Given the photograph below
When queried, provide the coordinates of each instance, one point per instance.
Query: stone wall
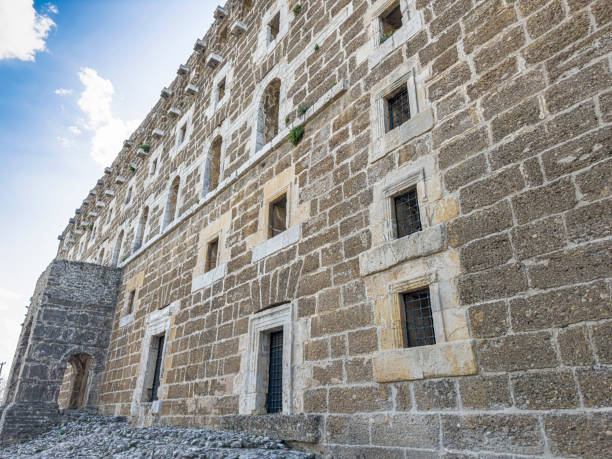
(508, 146)
(70, 315)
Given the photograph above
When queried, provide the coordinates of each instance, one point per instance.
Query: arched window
(267, 119)
(74, 390)
(212, 169)
(172, 201)
(138, 240)
(117, 251)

= = =

EXERCISE DIRECTIONS - Copy each line above where "Given" appears.

SOLUTION FOR THIS TASK -
Given the photograph below
Given the photograph above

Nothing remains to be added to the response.